== Your assignment ==
All lines below are to be output exactly as they stand.

[Records excerpted from a collection]
◇ ◇ ◇ ◇ ◇ ◇ ◇

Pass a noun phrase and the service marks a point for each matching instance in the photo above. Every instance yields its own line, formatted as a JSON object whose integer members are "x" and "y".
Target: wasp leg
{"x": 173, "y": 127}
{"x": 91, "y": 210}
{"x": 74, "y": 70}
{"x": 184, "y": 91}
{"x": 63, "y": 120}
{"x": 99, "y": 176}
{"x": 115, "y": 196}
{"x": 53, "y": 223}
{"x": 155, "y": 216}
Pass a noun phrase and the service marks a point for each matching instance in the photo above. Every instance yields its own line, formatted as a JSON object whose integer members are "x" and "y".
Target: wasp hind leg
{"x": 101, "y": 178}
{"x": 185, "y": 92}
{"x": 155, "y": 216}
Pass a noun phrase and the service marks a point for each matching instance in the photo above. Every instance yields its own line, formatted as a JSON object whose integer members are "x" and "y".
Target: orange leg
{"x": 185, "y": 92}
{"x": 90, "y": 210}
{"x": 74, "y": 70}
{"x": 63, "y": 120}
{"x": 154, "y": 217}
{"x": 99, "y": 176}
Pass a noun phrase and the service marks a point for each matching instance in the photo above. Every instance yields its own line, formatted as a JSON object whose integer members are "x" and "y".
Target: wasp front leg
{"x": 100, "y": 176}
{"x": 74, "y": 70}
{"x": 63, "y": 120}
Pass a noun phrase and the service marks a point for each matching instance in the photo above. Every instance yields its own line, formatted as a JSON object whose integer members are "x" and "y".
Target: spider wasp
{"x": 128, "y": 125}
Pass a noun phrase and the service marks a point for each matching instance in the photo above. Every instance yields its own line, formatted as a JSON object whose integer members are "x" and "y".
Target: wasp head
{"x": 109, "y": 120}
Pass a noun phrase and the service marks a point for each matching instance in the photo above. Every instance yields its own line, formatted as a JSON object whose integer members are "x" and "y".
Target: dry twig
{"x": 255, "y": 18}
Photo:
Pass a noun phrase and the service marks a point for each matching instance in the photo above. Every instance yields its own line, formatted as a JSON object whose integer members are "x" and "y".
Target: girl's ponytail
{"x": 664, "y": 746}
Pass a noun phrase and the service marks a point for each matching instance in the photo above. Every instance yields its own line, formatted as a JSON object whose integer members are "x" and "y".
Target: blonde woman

◇ ◇ ◇ ◇ ◇ ◇ ◇

== Answer box ==
Pass a noun phrase and the service marks a point for each matching instance in the photo above. Every instance yields its own line, formatted as a JSON object whose integer members are "x" and "y".
Target: wasp leg
{"x": 173, "y": 127}
{"x": 91, "y": 210}
{"x": 74, "y": 70}
{"x": 184, "y": 91}
{"x": 63, "y": 120}
{"x": 99, "y": 176}
{"x": 115, "y": 196}
{"x": 53, "y": 223}
{"x": 155, "y": 216}
Pass a noun phrase and the service marks a point for each matching instance in the photo above. Every instance yields its own line, formatted as a JSON object whose integer members are "x" and "y".
Target: wasp hind leg
{"x": 101, "y": 178}
{"x": 185, "y": 92}
{"x": 155, "y": 216}
Pass a noun phrase and the service marks a point for each matching instance in the photo above. Every instance yields its own line, formatted as a JSON object whose integer members are "x" and "y".
Target: orange leg
{"x": 185, "y": 92}
{"x": 90, "y": 210}
{"x": 74, "y": 70}
{"x": 63, "y": 120}
{"x": 154, "y": 217}
{"x": 99, "y": 176}
Pass a noun phrase and the service marks a point for each matching instance in the photo above. Every instance yields its own line, formatted as a JSON object whose integer members are "x" and "y".
Target: wasp front leg
{"x": 100, "y": 176}
{"x": 74, "y": 70}
{"x": 63, "y": 120}
Pass a noun phrase and the service marks a point for each matching instance in the photo above. Every instance yields its own line, formatted as a JSON object whose integer members are "x" and "y".
Target: spider wasp
{"x": 128, "y": 125}
Pass a noun phrase and the service marks a point for each matching instance in the photo above. Every instance yields its own line, formatted as a JSON object whose integer members are "x" and "y".
Target: wasp head
{"x": 109, "y": 120}
Pass a noun phrase and the service marks a point for each matching instance in the photo above. Every instance yields its own line, formatted as a JSON object whose integer members are "x" and "y".
Target: dry twig
{"x": 255, "y": 18}
Photo:
Pass a noun phrase and the service marks a point for each matching instance in the photo above. Every instance yields its own line, formatted as a JSON object whose integer members are "x" and "y".
Target: girl's ponytail
{"x": 664, "y": 746}
Pass a noun phrase and the service marks a point for each matching instance in the photo above. Every instance yields its own line, formatted as a JSON object whose integer members are "x" and "y".
Target: blonde woman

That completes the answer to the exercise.